→ Goal: What is needed is an exact copy of the entries below, from the line that contains "Kindly mark the innermost point of each instance of the tall" through the final line, both included, and nothing else.

***** Dataset content

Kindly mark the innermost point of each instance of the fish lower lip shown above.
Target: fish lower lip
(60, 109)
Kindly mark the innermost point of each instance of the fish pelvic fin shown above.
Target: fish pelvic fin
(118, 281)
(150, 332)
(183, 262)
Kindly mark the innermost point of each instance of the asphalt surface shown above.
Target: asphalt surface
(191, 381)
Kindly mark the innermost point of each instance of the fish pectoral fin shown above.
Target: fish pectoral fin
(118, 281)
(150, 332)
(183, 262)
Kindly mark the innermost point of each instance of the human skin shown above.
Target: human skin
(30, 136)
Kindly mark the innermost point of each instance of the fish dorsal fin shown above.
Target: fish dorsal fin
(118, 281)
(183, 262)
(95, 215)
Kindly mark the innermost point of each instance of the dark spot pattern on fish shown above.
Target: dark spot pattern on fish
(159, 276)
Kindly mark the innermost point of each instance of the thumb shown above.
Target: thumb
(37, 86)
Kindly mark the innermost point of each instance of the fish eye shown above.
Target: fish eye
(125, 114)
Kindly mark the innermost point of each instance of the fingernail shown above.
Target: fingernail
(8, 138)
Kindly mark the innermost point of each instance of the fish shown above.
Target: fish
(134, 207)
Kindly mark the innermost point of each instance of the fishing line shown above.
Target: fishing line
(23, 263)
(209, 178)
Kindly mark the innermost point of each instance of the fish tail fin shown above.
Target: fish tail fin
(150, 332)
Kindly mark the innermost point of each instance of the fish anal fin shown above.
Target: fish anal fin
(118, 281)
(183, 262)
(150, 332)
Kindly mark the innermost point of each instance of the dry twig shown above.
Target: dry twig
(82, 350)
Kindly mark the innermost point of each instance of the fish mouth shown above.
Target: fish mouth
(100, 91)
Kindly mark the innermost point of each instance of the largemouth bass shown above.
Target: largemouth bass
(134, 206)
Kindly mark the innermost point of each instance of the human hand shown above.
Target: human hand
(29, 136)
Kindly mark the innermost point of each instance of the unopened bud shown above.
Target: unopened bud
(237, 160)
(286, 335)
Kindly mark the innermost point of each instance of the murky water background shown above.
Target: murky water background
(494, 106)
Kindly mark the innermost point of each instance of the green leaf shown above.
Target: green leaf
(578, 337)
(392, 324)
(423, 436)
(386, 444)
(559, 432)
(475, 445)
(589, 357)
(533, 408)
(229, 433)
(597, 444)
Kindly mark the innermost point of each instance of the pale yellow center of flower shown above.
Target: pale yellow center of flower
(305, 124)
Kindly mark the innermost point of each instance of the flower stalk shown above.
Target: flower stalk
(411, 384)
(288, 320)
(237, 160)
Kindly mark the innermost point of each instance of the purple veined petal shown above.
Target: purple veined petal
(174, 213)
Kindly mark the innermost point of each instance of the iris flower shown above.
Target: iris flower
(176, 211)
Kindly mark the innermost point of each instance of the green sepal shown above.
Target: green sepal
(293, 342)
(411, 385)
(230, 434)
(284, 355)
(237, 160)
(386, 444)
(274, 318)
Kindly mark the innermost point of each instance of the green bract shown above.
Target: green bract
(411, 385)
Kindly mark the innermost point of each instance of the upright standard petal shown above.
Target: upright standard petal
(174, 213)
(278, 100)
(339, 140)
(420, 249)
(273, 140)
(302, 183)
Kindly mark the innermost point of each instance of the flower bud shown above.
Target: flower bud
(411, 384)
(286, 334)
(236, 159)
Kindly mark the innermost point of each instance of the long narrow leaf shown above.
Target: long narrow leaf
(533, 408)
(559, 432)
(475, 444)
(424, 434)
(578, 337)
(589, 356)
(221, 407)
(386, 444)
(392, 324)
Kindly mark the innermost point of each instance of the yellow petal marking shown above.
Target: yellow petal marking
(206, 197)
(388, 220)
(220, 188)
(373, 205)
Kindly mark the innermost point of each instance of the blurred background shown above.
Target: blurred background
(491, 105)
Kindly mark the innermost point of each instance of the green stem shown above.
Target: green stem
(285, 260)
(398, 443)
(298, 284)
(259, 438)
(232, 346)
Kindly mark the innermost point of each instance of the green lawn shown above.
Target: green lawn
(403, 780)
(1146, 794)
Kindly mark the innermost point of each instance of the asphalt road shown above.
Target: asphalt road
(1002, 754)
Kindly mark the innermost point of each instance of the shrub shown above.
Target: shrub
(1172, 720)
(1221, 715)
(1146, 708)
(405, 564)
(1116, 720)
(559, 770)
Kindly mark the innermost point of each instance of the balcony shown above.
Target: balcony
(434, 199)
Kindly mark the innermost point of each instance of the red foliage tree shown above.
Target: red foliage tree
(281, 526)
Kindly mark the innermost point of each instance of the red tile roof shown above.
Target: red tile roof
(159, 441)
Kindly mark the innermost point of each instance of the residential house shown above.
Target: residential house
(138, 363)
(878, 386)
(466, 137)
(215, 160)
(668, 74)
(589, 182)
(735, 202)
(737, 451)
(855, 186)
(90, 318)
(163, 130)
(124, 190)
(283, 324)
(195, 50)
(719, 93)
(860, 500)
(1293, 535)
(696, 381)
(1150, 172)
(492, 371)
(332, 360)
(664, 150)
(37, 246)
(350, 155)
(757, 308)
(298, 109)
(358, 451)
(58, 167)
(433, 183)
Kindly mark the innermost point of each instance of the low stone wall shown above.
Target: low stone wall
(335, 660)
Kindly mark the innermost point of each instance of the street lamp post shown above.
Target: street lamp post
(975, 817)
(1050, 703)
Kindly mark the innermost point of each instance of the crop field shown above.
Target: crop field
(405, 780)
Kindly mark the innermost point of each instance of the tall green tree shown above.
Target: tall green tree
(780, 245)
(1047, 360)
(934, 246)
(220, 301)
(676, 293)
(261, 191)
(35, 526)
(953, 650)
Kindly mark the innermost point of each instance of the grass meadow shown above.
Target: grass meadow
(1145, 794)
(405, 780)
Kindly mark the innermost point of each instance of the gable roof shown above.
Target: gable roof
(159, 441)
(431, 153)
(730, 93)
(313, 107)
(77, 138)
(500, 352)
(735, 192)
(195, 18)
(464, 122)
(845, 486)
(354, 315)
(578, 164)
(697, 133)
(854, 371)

**********

→ Exercise response:
Kindly mark the innermost point of each instance of the tall green tree shown above.
Target: tall green tree
(780, 245)
(1047, 360)
(934, 246)
(220, 301)
(676, 293)
(261, 191)
(35, 526)
(953, 650)
Kindly mark the innermost point of each instance of the grass meadow shown above.
Target: grass meadow
(1145, 794)
(405, 780)
Kindly mark the innermost point of each instance of the gable roof shown above.
Target: gable roof
(159, 441)
(431, 153)
(730, 93)
(313, 107)
(77, 138)
(500, 352)
(735, 192)
(195, 18)
(464, 122)
(845, 486)
(354, 315)
(578, 164)
(697, 133)
(854, 371)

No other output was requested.